Kaxuyana relata que um militar do Exército foi removido em estado grave para Belém, com diagnóstico da Covid-19. Procurado, o Comando Conjunto do Norte (CCN), sediado em Belém, confirmou a informação. Disse que ele está recuperado e que regressará a sua guarnição no Comando Militar da Amazônia (CMA), com sede em Manaus.

Em nota, o Ministério da Defesa afirma que "não é possível afirmar, com segurança, a origem do contágio na região, sendo contudo, muito pouco provável que seja a transmissão por militares da Força Aérea Brasileira".

"O que nos preocupa é que os indígenas tiveram contato com as outras aldeias do entorno. Há uma possibilidade de ter um número muito maior", afirma Kaxuyana. "As aldeias mais distantes têm interligação, eles visitam a família, transitam."

# [O que fazer]
Liste todas as instituições militares ou governamentais mencionadas no trecho selecionado.

# [Dados de entrada]
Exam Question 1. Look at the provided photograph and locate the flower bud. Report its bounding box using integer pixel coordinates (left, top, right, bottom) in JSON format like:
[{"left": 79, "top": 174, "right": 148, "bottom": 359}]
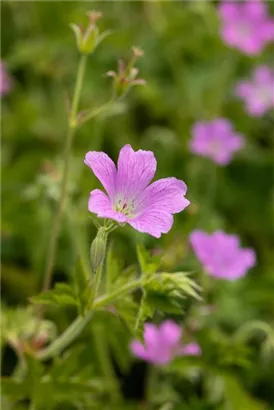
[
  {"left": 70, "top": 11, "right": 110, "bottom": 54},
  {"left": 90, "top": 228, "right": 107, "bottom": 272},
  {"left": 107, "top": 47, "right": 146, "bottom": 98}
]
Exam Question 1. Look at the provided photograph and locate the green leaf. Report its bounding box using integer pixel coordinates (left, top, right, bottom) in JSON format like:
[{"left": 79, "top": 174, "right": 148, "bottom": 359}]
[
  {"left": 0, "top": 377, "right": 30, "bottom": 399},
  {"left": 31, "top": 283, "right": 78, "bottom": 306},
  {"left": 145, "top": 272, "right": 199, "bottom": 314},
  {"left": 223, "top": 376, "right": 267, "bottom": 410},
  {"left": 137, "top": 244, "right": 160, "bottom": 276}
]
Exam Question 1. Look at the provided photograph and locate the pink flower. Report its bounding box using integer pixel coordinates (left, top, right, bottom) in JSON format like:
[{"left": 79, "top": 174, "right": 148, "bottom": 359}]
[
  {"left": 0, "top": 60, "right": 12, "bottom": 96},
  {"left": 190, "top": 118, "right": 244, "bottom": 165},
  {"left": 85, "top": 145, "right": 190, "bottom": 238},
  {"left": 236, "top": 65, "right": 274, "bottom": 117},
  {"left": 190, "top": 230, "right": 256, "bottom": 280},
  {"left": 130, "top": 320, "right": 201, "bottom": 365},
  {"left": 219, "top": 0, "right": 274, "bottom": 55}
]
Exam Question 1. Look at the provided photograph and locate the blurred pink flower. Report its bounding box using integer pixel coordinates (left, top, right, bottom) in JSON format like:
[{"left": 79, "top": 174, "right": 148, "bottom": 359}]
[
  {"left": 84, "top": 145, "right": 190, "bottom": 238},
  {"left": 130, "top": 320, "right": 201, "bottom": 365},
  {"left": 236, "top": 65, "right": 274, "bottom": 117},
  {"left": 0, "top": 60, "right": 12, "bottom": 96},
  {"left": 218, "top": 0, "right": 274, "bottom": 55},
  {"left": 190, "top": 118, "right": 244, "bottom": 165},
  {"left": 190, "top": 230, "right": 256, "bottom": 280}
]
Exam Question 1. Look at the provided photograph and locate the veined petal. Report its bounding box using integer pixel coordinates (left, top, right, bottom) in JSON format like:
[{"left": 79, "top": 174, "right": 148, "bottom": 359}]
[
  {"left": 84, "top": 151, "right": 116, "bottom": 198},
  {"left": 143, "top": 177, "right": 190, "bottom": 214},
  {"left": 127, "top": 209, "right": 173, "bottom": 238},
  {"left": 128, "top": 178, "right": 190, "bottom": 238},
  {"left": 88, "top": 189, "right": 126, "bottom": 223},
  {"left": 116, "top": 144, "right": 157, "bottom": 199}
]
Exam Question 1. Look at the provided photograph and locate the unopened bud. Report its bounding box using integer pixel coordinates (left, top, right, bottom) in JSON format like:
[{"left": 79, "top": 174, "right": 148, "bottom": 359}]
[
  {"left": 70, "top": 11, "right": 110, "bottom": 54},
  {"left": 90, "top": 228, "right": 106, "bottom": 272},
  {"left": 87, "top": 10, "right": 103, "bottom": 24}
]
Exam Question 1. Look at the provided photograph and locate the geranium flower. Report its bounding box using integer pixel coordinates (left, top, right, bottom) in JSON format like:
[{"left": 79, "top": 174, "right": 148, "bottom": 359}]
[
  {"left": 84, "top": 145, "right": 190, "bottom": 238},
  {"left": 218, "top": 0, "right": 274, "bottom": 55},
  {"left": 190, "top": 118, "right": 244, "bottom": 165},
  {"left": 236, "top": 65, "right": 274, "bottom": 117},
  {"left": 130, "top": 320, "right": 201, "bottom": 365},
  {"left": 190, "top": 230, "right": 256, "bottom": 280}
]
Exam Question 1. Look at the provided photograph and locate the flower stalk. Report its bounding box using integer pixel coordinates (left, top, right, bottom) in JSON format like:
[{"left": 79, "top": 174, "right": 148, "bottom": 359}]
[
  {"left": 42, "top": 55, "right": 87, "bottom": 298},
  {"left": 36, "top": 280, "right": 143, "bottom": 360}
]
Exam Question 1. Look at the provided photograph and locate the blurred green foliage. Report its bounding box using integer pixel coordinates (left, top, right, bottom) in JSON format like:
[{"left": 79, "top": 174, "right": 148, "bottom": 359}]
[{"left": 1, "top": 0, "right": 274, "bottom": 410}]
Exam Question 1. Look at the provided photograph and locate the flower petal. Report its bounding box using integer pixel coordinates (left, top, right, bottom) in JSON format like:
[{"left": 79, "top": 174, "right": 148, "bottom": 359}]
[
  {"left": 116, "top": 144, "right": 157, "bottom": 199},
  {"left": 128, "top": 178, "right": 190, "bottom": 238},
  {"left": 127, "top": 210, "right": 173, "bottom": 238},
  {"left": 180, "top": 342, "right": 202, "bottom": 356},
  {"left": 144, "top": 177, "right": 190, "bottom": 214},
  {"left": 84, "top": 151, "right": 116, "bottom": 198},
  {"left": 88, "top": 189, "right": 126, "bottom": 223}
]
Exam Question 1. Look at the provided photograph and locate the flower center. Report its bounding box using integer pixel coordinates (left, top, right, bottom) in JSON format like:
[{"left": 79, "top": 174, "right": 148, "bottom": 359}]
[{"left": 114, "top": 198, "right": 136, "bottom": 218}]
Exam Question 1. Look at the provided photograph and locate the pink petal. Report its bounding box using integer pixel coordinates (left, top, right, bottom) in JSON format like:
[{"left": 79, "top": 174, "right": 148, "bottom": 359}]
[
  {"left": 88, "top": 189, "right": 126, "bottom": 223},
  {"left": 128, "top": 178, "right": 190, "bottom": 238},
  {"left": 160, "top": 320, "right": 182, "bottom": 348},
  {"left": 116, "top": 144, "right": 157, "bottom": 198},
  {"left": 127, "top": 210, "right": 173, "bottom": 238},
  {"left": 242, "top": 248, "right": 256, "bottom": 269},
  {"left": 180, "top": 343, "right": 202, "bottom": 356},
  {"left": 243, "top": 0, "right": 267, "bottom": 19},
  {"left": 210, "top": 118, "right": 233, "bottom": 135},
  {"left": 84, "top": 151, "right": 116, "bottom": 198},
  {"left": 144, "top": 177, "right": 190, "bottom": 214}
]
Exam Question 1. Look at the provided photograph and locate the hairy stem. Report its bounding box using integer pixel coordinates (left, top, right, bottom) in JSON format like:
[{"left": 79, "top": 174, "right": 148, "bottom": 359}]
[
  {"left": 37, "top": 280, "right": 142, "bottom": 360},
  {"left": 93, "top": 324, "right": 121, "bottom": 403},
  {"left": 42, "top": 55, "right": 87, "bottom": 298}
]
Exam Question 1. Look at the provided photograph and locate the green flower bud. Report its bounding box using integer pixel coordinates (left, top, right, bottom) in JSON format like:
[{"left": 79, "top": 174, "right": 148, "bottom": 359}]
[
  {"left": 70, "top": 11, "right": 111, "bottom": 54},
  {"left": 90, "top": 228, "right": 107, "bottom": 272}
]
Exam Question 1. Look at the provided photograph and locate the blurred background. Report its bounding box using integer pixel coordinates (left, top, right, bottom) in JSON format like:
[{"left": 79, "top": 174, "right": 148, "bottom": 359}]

# [Resposta]
- Exército
- Comando Conjunto do Norte (CCN)
- Comando Militar da Amazônia (CMA)
- Ministério da Defesa
- Força Aérea Brasileira